Before copying, set the pictures aside; then repeat every line below verbatim.

Recorded data
-------------------------

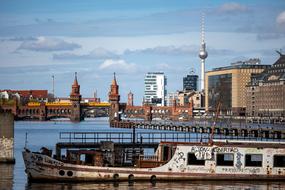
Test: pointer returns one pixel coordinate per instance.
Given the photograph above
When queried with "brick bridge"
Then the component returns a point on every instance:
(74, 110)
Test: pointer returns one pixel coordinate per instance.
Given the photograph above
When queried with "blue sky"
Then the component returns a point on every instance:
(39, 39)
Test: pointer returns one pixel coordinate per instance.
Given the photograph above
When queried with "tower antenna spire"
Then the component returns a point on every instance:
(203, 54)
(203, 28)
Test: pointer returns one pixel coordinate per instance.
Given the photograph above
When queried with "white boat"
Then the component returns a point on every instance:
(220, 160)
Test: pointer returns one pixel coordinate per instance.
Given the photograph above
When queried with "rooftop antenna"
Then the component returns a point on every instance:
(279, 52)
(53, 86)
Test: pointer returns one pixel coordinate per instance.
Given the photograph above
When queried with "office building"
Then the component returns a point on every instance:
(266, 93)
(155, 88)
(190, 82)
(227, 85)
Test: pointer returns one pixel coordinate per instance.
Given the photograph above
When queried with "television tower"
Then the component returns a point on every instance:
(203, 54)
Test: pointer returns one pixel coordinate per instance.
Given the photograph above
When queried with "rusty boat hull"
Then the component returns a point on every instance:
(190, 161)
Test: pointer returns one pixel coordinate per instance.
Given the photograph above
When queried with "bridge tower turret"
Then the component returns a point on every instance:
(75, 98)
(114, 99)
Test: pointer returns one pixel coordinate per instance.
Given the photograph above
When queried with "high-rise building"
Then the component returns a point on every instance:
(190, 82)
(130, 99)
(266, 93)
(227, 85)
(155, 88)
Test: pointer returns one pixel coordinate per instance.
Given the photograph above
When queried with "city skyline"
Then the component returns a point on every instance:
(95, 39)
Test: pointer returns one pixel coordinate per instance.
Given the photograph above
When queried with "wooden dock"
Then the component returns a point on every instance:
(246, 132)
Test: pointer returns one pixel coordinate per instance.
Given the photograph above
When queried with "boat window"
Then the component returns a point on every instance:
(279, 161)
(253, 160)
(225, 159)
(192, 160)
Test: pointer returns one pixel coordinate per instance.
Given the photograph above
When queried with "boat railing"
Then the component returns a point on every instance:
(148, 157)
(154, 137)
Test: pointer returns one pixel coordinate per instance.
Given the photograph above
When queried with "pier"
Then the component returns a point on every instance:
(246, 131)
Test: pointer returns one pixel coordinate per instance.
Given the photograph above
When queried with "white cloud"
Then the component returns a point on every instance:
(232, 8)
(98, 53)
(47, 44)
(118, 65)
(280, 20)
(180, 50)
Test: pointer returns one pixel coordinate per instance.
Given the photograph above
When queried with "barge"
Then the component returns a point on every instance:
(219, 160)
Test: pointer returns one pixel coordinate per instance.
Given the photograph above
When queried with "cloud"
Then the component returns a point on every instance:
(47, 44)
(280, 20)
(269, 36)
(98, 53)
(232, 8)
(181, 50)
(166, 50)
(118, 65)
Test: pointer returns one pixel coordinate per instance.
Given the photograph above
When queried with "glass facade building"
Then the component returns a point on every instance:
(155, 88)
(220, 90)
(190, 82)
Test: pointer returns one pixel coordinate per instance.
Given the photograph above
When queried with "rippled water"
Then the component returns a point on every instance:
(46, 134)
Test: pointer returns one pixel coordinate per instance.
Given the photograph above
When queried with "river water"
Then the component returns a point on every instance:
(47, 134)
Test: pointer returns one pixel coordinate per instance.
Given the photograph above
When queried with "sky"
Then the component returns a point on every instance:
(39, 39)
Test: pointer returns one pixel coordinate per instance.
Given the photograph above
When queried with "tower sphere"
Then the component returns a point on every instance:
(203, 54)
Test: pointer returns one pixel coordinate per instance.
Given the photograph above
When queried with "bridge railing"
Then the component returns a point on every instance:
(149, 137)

-------------------------

• The completed task:
Test: pointer returns one pixel coordinate per instance.
Given the photograph above
When queried with "brick bridge"
Then the component returns a point on every instance:
(74, 110)
Test: pointer returns one pixel coordinate per instance.
Given the photograph above
When queried with "blue sky"
Then the component returns a point on every instance:
(39, 39)
Test: pointer returns one pixel coordinate per instance.
Given the photograph above
When queried with "tower antenna spire"
Then the component returns a point on every instance:
(203, 54)
(203, 28)
Test: pointer returns one pixel coordinate per instance.
Given the photograph above
When queried with "white boat"
Then the component returns a point on every instance:
(220, 160)
Test: pointer returns one pixel coordinate per instance.
Given the photograph above
When queried with "rooftop antenna"
Then the component returns a point on every instance:
(279, 52)
(53, 86)
Test: pointer returns one pixel coordinate per instance.
Given the photograph above
When queried with "office building"
Then the component returns a point on every instance:
(266, 93)
(155, 88)
(190, 82)
(227, 85)
Test: pointer returns one pixel coordinate per instance.
Given the photograph above
When queried with "television tower"
Then the component returns a point on every instance:
(203, 54)
Test: pointer returns one pixel coordinate per instance.
Given the photograph above
When queried with "rusty boat hull"
Then the component returns a point on every instance:
(190, 161)
Test: pointer returns one pixel coordinate per instance.
Given the photograph above
When queried with "bridge tower turret"
Then the component returns a point on every instance:
(75, 98)
(114, 99)
Test: pointer returns one pixel coordinate per instance.
Given the photograph above
When queried with "high-rise building"
Then the component returns a point on every instance:
(190, 82)
(130, 99)
(266, 93)
(227, 85)
(155, 88)
Test: pointer returns one pixel coordinate per instance.
Given the photograph above
When queried with "city skyline"
Then the component returns a point on every instance:
(95, 39)
Test: pointer returns one pixel coordinate per instance.
Given the photograph above
When queried with "wooden dock"
Then the component returns a point on every instance:
(246, 132)
Test: pointer returns one pixel coordinate per instance.
Given the photograph above
When queried with "boat window"
Then the component returns a point on every instance:
(279, 161)
(253, 160)
(225, 159)
(192, 160)
Test: pointer returns one pixel coordinate per instance.
Given the photograph above
When queried with "boat railing"
Then the component returns a point on every instance:
(148, 157)
(154, 137)
Test: pointer returns one pixel coordinate per instance.
Given the photograph above
When queried with "pier"
Then the component returns a point on every instance:
(246, 131)
Test: pointer returns one pixel coordinate per instance.
Given the photograph above
When queried with "white cloud"
Then the component returns a point on every instance:
(232, 8)
(98, 53)
(47, 44)
(118, 65)
(280, 20)
(180, 50)
Test: pointer returns one pixel coordinate per instance.
Given the photograph above
When queried with "barge"
Then the component returns a point on every instance:
(219, 160)
Test: pointer returns one pixel coordinate per instance.
Given the photograph above
When queried with "cloud"
Then the component returns a point on every instance:
(47, 44)
(280, 20)
(269, 36)
(98, 53)
(232, 8)
(181, 50)
(166, 50)
(118, 65)
Test: pointer returns one pixel coordinate per instance.
Given the photograph above
When queried with "glass facade building"
Then the component returns a point on every instance:
(155, 88)
(220, 90)
(190, 82)
Test: pointer returns one pixel coordinate per instance.
Given the photograph above
When queried with "rippled water"
Then the component returns a point on every instance:
(46, 134)
Test: pointer returns one pixel coordinate per instance.
Given the photograph above
When queried with "river water"
Then the component returns a point on every instance:
(47, 134)
Test: pointer returns one pixel coordinate per instance.
Given the photograph above
When queried with "sky"
Then the component returns a point on every instance:
(39, 39)
Test: pointer returns one pixel coordinate per instance.
Given the photograph above
When queried with "tower sphere"
Then the component returns a point on every instance:
(203, 54)
Test: pointer returns one pixel coordinate per instance.
Given the photograph above
When queried with "bridge railing"
Then the component returns a point on every instance:
(149, 137)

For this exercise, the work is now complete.